(Some records)
=-=-=

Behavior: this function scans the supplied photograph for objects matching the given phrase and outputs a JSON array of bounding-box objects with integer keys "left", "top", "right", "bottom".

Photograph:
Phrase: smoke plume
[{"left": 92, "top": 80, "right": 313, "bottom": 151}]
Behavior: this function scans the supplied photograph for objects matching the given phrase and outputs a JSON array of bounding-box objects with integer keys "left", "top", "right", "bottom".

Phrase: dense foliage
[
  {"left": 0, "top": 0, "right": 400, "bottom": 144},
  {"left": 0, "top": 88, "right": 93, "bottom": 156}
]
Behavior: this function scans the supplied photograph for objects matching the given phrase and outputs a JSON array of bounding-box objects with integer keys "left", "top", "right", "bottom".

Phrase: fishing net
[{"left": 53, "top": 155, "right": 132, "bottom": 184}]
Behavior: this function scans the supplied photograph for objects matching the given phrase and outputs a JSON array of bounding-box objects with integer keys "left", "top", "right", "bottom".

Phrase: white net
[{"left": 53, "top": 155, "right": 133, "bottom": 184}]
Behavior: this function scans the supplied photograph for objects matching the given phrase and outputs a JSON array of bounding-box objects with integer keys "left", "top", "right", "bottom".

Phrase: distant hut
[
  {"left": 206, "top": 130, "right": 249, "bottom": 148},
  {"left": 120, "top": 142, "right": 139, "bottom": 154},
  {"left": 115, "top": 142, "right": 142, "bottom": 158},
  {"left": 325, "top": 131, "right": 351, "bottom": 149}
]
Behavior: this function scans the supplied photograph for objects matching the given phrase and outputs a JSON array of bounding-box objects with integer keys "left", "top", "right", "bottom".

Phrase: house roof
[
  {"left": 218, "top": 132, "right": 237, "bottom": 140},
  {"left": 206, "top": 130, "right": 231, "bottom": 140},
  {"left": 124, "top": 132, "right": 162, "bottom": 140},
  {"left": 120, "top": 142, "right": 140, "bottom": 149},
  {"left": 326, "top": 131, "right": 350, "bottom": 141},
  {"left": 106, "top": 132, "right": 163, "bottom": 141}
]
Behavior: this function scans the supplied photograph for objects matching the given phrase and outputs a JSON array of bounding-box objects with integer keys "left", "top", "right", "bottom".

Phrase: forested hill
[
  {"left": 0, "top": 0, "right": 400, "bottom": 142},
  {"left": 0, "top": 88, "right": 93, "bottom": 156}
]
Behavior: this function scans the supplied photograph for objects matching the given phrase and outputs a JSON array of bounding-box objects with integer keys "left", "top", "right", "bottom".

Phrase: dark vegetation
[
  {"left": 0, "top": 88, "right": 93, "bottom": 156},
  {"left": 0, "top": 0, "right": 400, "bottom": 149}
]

=-=-=

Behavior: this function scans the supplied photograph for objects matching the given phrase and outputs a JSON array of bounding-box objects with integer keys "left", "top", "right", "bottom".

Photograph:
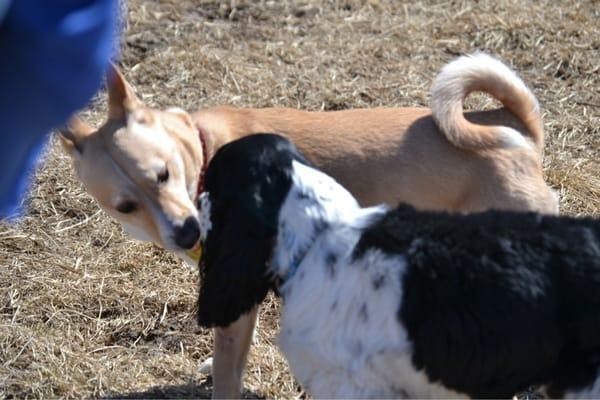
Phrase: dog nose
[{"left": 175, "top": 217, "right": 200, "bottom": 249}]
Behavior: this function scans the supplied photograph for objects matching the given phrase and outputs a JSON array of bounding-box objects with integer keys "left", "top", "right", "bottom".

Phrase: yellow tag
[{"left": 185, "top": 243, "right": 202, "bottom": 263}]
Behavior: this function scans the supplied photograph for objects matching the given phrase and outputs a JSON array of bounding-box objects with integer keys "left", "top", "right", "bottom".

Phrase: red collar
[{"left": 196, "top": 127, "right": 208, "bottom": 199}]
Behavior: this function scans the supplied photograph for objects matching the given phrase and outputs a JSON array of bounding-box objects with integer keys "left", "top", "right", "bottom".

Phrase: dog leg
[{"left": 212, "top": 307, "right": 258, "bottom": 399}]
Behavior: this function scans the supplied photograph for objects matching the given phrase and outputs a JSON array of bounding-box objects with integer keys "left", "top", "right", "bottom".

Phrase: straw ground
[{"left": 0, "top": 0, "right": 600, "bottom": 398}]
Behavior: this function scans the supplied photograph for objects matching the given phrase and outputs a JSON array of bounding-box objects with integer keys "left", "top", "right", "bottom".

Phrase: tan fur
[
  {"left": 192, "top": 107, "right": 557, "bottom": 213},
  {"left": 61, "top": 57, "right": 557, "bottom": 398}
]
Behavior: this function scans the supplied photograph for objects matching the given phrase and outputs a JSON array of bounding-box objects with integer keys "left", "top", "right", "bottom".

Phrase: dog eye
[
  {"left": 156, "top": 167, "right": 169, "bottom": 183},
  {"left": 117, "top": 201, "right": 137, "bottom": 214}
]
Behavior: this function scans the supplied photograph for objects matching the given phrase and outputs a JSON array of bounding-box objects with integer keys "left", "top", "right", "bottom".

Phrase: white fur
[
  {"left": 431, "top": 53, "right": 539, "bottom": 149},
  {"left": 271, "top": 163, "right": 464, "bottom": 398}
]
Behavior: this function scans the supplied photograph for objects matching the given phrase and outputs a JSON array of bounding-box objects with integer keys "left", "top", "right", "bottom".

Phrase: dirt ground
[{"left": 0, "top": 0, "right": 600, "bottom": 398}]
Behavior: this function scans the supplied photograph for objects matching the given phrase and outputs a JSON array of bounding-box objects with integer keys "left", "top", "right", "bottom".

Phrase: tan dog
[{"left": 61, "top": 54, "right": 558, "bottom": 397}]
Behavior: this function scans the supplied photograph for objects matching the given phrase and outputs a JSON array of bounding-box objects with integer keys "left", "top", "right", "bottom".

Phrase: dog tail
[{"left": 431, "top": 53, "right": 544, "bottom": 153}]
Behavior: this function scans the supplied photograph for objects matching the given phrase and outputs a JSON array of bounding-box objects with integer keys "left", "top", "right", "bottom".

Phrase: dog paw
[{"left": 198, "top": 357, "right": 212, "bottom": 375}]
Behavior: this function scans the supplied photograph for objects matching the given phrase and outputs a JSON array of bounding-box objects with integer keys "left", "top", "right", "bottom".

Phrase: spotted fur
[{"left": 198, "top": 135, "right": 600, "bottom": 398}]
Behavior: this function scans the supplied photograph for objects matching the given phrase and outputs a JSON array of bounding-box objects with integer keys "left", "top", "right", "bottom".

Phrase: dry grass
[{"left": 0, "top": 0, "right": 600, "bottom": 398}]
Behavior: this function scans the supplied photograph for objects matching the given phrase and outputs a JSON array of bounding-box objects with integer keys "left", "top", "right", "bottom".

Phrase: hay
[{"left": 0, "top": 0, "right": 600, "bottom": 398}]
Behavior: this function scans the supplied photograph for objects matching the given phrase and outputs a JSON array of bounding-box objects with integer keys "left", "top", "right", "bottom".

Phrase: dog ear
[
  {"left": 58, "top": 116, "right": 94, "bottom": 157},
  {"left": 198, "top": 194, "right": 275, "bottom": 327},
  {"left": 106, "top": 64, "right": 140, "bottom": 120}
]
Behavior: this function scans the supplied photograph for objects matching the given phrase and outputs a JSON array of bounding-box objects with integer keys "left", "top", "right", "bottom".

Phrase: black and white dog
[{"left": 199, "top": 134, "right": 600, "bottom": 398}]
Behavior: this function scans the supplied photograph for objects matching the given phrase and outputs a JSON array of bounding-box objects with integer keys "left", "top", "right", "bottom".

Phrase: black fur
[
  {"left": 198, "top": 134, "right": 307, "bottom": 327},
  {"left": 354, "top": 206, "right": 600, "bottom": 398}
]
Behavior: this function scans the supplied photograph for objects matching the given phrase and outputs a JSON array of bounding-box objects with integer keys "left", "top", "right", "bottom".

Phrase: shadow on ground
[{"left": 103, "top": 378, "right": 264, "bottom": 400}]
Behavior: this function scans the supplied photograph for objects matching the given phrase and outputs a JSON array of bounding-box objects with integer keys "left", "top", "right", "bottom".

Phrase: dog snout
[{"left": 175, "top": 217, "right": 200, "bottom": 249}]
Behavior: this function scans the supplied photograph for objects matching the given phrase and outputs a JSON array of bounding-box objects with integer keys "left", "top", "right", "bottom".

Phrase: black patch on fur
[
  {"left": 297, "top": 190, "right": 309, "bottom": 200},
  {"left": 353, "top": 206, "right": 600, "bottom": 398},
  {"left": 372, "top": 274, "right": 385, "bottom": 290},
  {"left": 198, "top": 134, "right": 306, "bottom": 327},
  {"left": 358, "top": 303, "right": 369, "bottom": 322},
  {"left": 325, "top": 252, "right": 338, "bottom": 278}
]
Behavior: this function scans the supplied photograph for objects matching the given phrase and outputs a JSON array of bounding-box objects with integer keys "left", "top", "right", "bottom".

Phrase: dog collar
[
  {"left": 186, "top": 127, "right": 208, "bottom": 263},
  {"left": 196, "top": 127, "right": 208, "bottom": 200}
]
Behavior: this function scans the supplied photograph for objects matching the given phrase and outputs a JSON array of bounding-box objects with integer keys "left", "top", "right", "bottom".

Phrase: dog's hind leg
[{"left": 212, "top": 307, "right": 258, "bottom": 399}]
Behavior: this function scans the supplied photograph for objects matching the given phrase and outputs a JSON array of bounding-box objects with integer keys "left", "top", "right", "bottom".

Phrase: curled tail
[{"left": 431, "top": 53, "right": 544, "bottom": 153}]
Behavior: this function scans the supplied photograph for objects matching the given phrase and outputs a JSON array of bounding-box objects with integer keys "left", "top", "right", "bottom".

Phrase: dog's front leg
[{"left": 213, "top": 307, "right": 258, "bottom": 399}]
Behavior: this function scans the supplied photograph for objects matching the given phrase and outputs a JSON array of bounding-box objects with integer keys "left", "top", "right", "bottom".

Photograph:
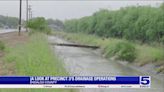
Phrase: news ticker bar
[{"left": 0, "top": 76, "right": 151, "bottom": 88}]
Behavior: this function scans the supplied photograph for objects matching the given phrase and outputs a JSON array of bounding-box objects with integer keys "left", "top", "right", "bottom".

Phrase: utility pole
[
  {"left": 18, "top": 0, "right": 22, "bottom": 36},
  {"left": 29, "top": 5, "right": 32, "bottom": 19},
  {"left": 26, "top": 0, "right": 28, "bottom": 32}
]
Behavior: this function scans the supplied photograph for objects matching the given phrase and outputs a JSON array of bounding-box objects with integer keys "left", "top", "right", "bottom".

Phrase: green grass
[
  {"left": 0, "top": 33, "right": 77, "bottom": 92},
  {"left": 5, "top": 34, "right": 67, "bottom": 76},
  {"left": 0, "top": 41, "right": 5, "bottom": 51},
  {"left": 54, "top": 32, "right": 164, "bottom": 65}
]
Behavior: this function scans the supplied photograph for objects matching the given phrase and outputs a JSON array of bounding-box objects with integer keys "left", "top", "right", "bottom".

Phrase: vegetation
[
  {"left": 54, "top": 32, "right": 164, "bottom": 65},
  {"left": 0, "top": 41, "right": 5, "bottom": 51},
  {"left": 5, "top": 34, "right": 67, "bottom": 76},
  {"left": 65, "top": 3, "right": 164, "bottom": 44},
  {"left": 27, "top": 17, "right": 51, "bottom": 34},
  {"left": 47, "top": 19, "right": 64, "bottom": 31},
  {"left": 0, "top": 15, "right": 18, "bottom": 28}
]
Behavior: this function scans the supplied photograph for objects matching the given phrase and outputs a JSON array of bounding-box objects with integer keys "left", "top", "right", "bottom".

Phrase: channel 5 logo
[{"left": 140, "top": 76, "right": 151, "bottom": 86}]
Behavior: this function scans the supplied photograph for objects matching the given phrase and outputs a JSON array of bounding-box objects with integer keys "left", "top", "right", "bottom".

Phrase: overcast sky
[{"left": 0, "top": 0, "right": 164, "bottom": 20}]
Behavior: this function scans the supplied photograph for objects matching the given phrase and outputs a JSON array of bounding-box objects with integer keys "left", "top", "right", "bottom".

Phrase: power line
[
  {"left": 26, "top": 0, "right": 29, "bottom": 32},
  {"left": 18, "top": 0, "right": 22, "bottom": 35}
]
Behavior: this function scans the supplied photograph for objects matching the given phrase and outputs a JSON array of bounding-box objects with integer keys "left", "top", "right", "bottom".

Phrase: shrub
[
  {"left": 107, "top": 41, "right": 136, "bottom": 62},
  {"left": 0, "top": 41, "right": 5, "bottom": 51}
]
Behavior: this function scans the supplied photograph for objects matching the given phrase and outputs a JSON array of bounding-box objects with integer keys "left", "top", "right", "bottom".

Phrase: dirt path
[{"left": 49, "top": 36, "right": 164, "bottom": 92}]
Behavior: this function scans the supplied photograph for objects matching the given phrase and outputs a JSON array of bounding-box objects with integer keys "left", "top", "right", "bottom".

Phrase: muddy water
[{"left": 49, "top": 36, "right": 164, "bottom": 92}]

=-=-=

### Set task
Collect every line of the material above that contains the word "collar", and copy each one in full.

### Reply
Phrase: red collar
Phrase: dog collar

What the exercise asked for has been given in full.